● **Required work**:
Copy the listing from its start up to and including the line with "left=705, top=229, right=755, bottom=371", keeping every line. Offset each bounding-box coordinate in the answers by adding 139 to it.

----------

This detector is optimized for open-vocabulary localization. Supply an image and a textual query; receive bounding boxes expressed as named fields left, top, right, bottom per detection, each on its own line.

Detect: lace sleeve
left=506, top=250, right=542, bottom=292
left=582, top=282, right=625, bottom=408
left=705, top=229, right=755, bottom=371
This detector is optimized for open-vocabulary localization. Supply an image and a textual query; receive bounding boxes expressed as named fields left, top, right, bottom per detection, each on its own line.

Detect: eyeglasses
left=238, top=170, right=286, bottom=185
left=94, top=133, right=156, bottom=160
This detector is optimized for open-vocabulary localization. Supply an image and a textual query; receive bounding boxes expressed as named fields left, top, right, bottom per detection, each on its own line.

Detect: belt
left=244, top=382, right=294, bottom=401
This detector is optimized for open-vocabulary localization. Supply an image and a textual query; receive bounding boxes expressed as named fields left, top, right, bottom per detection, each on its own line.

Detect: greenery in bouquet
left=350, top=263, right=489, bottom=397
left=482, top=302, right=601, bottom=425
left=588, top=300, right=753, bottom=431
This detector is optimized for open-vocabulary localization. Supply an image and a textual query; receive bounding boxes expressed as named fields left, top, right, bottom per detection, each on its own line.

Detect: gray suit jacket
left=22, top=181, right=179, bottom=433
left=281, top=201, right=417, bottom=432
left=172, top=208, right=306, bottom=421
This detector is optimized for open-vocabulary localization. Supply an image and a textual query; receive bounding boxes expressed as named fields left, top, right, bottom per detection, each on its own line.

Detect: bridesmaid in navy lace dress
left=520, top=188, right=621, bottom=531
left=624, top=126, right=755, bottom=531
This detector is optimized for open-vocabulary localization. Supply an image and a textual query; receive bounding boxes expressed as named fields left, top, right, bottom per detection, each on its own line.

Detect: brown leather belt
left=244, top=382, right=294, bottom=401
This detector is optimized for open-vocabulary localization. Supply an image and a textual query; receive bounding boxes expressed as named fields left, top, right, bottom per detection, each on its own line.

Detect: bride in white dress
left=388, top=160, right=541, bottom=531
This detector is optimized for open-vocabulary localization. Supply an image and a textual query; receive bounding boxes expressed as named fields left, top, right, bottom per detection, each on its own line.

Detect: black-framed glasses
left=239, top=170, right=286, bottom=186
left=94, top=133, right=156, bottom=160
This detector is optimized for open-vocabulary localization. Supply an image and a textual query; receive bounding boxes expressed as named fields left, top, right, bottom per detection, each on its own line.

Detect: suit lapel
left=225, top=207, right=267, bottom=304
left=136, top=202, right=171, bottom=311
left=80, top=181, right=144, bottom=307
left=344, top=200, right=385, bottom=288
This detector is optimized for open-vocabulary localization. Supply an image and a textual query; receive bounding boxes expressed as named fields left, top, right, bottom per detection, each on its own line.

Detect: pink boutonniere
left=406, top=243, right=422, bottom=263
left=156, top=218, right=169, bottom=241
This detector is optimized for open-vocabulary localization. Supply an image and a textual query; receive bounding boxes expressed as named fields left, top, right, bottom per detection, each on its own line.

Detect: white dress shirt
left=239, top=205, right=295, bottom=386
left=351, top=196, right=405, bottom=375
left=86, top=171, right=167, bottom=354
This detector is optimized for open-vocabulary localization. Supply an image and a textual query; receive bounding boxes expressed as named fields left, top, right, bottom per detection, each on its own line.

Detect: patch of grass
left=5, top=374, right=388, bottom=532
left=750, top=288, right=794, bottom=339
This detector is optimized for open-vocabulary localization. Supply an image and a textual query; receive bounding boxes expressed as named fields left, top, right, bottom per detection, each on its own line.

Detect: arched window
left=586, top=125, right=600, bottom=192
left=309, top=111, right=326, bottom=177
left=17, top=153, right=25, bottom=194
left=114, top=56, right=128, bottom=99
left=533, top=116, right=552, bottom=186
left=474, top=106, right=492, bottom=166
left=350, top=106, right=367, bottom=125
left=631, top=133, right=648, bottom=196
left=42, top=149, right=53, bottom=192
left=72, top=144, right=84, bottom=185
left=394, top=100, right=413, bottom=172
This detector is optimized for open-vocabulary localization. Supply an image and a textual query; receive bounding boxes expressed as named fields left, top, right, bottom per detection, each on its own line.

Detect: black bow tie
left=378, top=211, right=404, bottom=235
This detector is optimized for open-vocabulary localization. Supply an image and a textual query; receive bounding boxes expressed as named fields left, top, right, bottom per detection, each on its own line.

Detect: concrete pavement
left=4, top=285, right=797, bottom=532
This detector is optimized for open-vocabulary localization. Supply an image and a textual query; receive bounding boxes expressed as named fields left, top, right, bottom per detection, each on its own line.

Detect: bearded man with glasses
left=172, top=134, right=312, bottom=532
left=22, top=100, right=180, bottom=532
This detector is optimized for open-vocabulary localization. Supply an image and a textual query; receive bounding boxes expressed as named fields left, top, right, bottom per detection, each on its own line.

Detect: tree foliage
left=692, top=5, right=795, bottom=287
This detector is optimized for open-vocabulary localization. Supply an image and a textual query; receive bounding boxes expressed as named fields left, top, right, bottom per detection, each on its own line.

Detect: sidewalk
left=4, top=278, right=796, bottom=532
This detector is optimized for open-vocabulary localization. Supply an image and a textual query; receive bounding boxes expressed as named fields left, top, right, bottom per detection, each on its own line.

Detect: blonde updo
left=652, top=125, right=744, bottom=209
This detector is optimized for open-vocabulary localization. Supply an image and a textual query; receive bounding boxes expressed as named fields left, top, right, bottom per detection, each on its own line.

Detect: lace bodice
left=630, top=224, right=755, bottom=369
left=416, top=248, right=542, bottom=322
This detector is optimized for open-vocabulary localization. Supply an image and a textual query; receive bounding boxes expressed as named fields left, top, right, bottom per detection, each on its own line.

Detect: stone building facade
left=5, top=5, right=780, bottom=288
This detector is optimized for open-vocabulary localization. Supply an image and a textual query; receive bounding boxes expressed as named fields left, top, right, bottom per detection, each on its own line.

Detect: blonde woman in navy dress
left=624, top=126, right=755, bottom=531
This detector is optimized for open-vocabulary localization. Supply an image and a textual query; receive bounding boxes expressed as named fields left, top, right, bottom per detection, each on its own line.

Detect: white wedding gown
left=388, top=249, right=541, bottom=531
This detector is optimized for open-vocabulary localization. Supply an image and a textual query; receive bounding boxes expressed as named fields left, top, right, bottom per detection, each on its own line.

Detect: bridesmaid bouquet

----------

● **Task output**:
This detector is optimized for open-vocabulary localization. Supply an image and a textual query; receive bounding boxes expressed as named fields left, top, right, bottom per detection, each on its own line.

Detect: lace sleeve
left=645, top=389, right=681, bottom=431
left=721, top=421, right=764, bottom=547
left=844, top=368, right=894, bottom=510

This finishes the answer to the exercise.